THE TASK: From the records below, reproduce verbatim the lines between the line containing "Security camera analysis — pinpoint the wooden deck" and the line containing "25,39 -> 117,119", inclusive.

INFORMATION SHOWN:
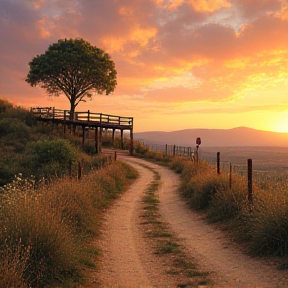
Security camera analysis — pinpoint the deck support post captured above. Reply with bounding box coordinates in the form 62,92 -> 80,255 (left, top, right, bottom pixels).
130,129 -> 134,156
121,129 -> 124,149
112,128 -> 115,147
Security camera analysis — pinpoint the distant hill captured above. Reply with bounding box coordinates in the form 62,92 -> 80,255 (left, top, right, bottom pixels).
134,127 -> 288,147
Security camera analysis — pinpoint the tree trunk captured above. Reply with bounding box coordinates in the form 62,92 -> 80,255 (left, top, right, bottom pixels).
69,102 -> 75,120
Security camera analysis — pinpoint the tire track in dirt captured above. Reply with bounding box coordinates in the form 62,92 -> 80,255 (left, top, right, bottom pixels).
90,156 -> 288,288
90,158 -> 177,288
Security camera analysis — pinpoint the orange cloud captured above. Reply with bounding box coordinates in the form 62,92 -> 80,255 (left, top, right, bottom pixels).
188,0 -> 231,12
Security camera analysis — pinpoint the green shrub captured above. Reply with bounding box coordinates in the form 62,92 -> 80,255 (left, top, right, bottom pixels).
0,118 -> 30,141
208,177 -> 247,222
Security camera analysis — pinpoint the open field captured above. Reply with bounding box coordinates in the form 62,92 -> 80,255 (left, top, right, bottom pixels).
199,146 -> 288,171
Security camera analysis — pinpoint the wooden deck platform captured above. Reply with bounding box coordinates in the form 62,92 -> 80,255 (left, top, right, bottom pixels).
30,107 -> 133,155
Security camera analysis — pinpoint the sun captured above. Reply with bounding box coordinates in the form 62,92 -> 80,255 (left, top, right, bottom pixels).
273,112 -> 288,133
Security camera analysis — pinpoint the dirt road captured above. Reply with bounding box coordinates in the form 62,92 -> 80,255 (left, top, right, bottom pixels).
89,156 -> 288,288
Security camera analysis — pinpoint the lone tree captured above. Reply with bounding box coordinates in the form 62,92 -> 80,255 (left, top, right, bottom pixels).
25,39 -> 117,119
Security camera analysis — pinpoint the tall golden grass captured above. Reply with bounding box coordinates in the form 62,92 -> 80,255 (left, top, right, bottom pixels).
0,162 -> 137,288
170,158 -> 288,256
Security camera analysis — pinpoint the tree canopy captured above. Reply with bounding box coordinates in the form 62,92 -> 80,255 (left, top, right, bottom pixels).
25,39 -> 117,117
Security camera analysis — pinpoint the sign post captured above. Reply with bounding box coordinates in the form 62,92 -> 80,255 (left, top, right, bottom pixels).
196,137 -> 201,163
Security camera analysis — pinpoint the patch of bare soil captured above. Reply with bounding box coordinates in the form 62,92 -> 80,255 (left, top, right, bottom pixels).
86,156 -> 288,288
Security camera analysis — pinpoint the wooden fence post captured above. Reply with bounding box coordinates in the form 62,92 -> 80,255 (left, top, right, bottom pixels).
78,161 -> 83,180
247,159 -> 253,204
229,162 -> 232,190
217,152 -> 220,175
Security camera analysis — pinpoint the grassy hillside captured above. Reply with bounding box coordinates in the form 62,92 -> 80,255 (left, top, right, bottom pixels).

...

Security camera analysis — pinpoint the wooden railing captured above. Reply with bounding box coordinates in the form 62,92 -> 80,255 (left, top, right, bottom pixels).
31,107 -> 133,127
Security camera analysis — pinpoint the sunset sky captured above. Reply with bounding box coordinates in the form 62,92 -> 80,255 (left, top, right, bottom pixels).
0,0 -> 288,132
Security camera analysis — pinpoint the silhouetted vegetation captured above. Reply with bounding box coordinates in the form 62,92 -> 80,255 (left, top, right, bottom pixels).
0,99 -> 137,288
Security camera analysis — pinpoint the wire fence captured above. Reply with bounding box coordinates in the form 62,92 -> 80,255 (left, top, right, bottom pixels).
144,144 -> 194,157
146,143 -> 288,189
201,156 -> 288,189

COMPLETE ANSWER:
Security camera analysis — pinpoint the wooden deck platform captured above. Reply with bounding box coordinates in the form 62,92 -> 80,255 (left, top, right, bottom pixels).
30,107 -> 133,155
Security camera analysis — pinpoint the sun captured above. Reply with bounding box coordinates in the form 62,92 -> 80,255 (left, top, right, bottom pixels).
273,112 -> 288,133
Security camera analysis — pinpoint the dirt road captured above. Reply with bounding box coordinates in the form 62,92 -> 80,255 (left, top, right, bottom pixels).
89,156 -> 288,288
Security camera analysis — pinpoint the lone tree captured above. Reply with bounding box coordinates in the form 62,92 -> 80,255 (left, top, right, bottom pixels).
25,39 -> 117,119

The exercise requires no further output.